:: Listed entries
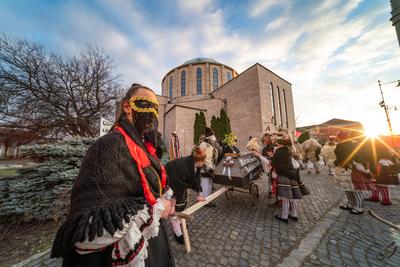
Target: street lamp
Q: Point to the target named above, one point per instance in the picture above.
(383, 105)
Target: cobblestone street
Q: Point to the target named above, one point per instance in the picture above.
(361, 240)
(236, 233)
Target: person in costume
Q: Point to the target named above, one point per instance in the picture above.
(267, 148)
(328, 153)
(120, 197)
(290, 188)
(349, 155)
(253, 144)
(229, 144)
(387, 173)
(184, 173)
(311, 149)
(175, 149)
(210, 145)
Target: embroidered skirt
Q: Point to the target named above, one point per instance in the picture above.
(288, 188)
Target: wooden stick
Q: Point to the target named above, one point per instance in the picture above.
(185, 236)
(184, 216)
(199, 205)
(376, 216)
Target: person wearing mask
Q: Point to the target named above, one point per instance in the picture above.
(311, 149)
(184, 173)
(387, 173)
(120, 197)
(290, 188)
(328, 153)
::::
## What you should do
Read the data above and pull out each line that holds the string "street".

## Problem solution
Target: street lamp
Target: cobblestone street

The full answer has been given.